» GEKOZEN FRAGMENT

━━━━━━━━━━━━━━━━━━━━

Gevolgen voor Britse burgers die wonen, werken of studeren in een EU-land

Gevolgen voor Britse burgers die wonen, werken of studeren in een EU-land

Op 29 maart 2019 verlaat het Verenigd Koninkrijk (VK) de Europese Unie (EU). Deze uittreding, die beter bekend staat als de Brexit, heeft gevolgen voor de meeste Britten en hun familieleden die wonen en werken in Nederland en andersom. De Europese Unie hecht grote waarde aan het vrije verkeer van personen, goederen, diensten en kapitaal binnen lidstaten. Door de Brexit komt er een einde aan dit vrije verkeer tussen de VK en Nederland.  Hoe de nieuwe relatie met het VK er precies uit gaat zien na deze Brexit is nog niet bekend. Wel willen we u alvast wat meer duidelijkheid geven over de Brexit en verblijfsrechten.

Onderhandelingen Brexit
De EU en het VK zijn bezig met de onderhandelingen over een uittredingsakkoord (deal). In deze uittredingsovereenkomst is vastgelegd dat Britten die voor het einde van de overgangsperiode in  Nederland wonen, na de Brexit in Nederland mogen blijven wonen, werken en studeren. Hetzelfde geldt voor Nederlanders die wonen en werkzaam zijn in het VK . Deze uittredingsovereenkomst is pas definitief als deze wordt goedgekeurd door zowel het Britse als het Europese Parlement. Op 15 januari 2019 stemde een meerderheid van het Britse Lagerhuis tegen deze uittredingsovereenkomst. Door de onzekerheid die heerst in deze situatie bereidt het ministerie van Justitie en Veiligheid zich voor op zowel de situatie waarin een uittredingsakkoord wordt gesloten tussen de VK en de EU(deal scenario), als de situatie waarin het VK de EU verlaat zonder akkoord (no-deal scenario).

Bij een Brexit komen de rechten die EU-burgers en hun familieleden in het VK hebben op grond van het vrije verkeer van personen te vervallen. Hetzelfde geldt voor Britten die wonen en werken in EU lidstaten. De Nederlandse regering vindt het belangrijk dat Britten, ook in het geval dat er geen uittredingsakkoord tot stand komt, in Nederland kunnen blijven wonen, werken en studeren.

━━━━━━━━━━━━━━━━━━━━

» BRONMATERIAAL

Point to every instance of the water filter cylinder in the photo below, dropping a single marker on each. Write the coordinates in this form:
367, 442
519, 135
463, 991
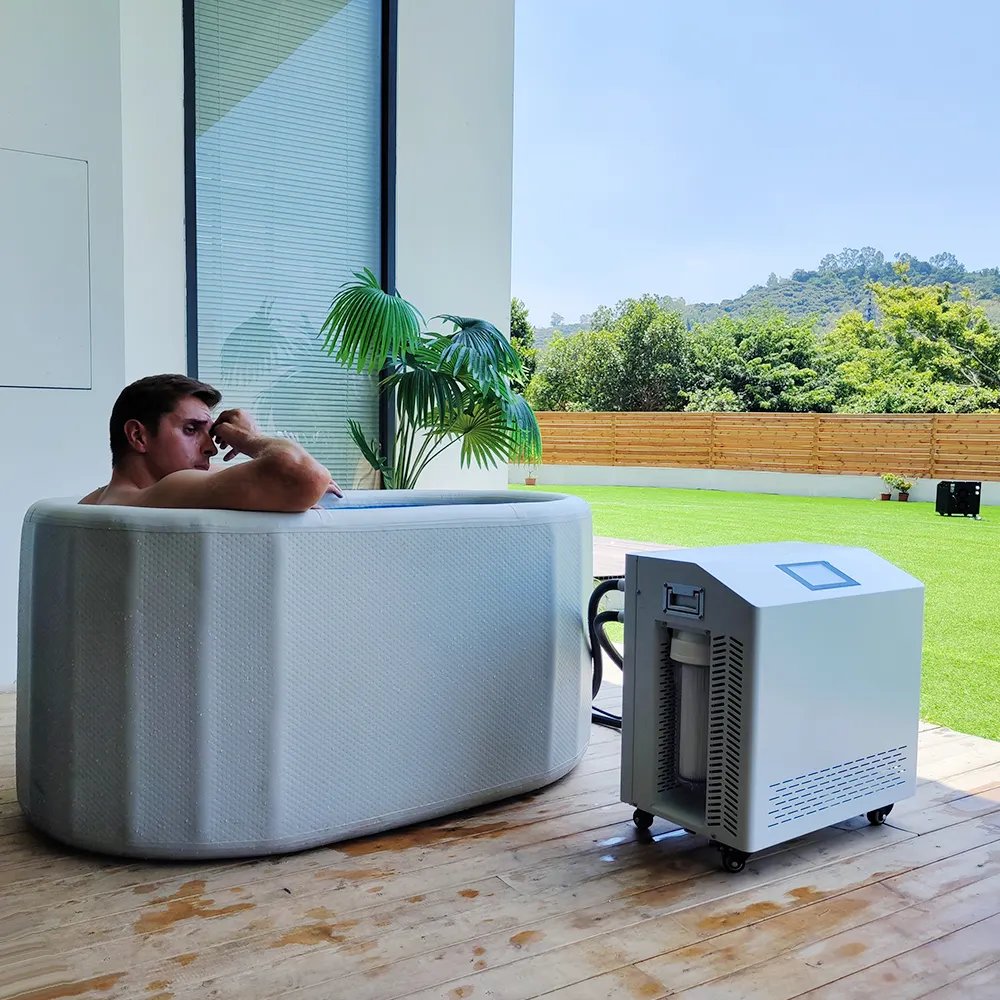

━━━━━━━━━━━━━━━━━━━━

» OPDRACHT
Neem uit het stuk over de Brexit letterlijk over wat er staat van "Onderhandelingen Brexit" tot en met "akkoord (no-deal scenario).".

» HET ANTWOORD
Onderhandelingen Brexit
De EU en het VK zijn bezig met de onderhandelingen over een uittredingsakkoord (deal). In deze uittredingsovereenkomst is vastgelegd dat Britten die voor het einde van de overgangsperiode in  Nederland wonen, na de Brexit in Nederland mogen blijven wonen, werken en studeren. Hetzelfde geldt voor Nederlanders die wonen en werkzaam zijn in het VK . Deze uittredingsovereenkomst is pas definitief als deze wordt goedgekeurd door zowel het Britse als het Europese Parlement. Op 15 januari 2019 stemde een meerderheid van het Britse Lagerhuis tegen deze uittredingsovereenkomst. Door de onzekerheid die heerst in deze situatie bereidt het ministerie van Justitie en Veiligheid zich voor op zowel de situatie waarin een uittredingsakkoord wordt gesloten tussen de VK en de EU(deal scenario), als de situatie waarin het VK de EU verlaat zonder akkoord (no-deal scenario).